Referring now to FIG. 5, a set of functional abstraction layers 500 provided by cloud computing environment 400 (FIG. 4) is shown. It should be understood in advance that the components, layers, and functions shown in FIG. 5 are intended to be illustrative only and embodiments of the invention are not limited thereto. As depicted, the following layers and corresponding functions are provided:

Hardware and software layer 510 includes hardware and software components. Examples of hardware components include mainframes 511; RISC (Reduced Instruction Set Computer) architecture-based servers 512; servers 513; blade servers 514; storage devices 515; and networks and networking components 516. In some embodiments, software components include network application server software 517 and database software 518.

Virtualization layer 520 provides an abstraction layer from which the following examples of virtual entities may be provided: virtual servers 521; virtual storage 522; virtual networks 523, including virtual private networks; virtual applications and operating systems 524; and virtual clients 525.

----

> JOB A:
Answer these questions from the passage on cloud computing layers:
(i) What reference number identifies the hardware and software layer?
(ii) Which software components are named, with their reference numbers?
(iii) Which layer provides virtual servers and virtual clients?
> JOB B:
List every virtual entity named in the passage on cloud computing layers, with its reference number.

Records of labeled points
----

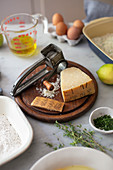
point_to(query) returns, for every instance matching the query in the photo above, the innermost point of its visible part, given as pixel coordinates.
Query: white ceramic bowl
(15, 116)
(74, 156)
(101, 111)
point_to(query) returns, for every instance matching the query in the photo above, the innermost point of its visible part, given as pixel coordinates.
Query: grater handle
(18, 82)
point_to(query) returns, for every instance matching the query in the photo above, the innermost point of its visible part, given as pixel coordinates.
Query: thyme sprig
(81, 136)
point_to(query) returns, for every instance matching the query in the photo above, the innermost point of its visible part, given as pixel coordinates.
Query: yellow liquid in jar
(76, 167)
(23, 46)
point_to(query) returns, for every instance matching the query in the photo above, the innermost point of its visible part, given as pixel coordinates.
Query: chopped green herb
(104, 122)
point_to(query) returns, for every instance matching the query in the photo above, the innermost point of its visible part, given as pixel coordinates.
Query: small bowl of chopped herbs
(101, 120)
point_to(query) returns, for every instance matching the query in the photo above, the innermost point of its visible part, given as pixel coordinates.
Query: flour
(9, 139)
(46, 93)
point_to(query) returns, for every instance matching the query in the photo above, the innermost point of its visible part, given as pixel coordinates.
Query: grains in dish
(9, 138)
(105, 42)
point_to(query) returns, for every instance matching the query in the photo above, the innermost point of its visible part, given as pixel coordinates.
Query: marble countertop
(11, 67)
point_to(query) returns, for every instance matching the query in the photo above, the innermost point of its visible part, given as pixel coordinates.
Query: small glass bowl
(101, 111)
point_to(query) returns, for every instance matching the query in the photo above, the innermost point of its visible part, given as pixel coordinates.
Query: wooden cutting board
(71, 110)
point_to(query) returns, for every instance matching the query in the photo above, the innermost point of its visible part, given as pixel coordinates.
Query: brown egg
(57, 18)
(61, 28)
(79, 24)
(73, 33)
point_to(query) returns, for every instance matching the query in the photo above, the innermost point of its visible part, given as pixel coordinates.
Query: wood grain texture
(71, 110)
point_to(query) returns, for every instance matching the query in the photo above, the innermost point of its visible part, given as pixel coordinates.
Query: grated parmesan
(9, 139)
(105, 42)
(46, 93)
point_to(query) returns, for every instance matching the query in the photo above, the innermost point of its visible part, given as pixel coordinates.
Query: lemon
(1, 40)
(105, 73)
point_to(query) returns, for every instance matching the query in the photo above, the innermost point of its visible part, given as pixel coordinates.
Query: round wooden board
(71, 110)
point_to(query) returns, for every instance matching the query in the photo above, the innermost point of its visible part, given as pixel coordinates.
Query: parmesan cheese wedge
(75, 84)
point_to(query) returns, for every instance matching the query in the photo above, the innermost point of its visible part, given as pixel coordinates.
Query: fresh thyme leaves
(104, 122)
(61, 145)
(80, 136)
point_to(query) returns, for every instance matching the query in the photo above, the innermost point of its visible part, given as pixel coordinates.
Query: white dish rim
(34, 166)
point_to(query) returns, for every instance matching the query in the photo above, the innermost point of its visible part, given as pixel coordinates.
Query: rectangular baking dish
(97, 28)
(11, 110)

----

> OUTPUT A:
(i) 510
(ii) Network application server software 517 and database software 518
(iii) Virtualization layer 520

> OUTPUT B:
virtual servers 521; virtual storage 522; virtual networks 523, including virtual private networks; virtual applications and operating systems 524; virtual clients 525